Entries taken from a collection
┄┄┄┄┄┄
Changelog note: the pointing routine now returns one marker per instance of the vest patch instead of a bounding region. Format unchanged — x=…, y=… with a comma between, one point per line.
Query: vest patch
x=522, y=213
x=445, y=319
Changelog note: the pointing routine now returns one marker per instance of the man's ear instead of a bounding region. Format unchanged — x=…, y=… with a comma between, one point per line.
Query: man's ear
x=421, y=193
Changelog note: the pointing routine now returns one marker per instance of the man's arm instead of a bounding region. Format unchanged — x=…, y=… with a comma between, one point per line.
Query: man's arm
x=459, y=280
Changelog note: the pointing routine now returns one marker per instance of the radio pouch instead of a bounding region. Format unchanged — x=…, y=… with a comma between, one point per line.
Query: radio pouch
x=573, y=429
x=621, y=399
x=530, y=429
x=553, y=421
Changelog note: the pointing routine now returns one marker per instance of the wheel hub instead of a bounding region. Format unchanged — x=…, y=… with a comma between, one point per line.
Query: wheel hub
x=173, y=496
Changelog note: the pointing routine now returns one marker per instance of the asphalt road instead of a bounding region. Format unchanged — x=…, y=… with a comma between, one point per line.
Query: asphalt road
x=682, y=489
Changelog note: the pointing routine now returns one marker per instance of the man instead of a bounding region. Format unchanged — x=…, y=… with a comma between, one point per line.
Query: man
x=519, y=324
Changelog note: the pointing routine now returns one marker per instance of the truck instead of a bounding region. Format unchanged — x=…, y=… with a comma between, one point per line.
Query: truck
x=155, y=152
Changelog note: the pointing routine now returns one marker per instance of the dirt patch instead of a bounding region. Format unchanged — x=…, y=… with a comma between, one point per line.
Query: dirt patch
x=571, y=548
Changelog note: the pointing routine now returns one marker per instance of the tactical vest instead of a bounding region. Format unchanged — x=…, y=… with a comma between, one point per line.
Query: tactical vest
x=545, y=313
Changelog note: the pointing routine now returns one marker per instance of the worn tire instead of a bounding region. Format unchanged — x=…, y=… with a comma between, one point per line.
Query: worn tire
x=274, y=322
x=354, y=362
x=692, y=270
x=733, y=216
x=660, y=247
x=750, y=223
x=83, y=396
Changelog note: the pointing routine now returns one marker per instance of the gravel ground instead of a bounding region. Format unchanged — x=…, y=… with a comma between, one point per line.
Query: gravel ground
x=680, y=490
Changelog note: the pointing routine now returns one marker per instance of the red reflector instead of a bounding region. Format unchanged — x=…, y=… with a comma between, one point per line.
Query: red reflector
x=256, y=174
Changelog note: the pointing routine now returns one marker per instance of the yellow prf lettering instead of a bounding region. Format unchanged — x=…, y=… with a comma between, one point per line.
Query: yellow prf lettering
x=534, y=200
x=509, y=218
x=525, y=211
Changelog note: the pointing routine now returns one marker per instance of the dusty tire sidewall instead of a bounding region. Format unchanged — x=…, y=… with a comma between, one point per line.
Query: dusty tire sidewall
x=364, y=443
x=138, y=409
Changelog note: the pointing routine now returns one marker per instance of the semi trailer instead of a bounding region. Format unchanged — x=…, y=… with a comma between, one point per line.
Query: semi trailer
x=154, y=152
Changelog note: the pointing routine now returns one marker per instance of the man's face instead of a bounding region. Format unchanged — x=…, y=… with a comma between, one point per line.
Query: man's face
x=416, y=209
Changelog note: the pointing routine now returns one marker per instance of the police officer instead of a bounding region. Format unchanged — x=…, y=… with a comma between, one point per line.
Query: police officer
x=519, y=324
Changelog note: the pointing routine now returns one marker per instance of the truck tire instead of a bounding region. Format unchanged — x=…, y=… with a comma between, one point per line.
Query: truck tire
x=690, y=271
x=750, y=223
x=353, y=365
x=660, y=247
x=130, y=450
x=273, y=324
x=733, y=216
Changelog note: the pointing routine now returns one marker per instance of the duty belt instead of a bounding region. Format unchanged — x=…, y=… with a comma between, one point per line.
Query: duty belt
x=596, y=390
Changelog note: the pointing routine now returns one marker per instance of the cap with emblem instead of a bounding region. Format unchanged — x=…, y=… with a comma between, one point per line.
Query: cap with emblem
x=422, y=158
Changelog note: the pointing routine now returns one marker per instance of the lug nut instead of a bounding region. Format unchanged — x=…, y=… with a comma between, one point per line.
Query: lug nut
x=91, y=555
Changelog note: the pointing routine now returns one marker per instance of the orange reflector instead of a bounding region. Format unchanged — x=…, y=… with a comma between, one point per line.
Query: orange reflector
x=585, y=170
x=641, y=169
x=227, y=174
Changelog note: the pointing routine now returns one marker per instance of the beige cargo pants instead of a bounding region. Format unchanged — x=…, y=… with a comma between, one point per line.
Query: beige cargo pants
┄┄┄┄┄┄
The expected result is a copy of each line in the records where "cargo" appears.

Changelog note: the pointing routine now returns one marker per instance of the beige cargo pants instead of a bounding region. Format unchanged — x=…, y=… with a comma between, one point per line.
Query: beige cargo pants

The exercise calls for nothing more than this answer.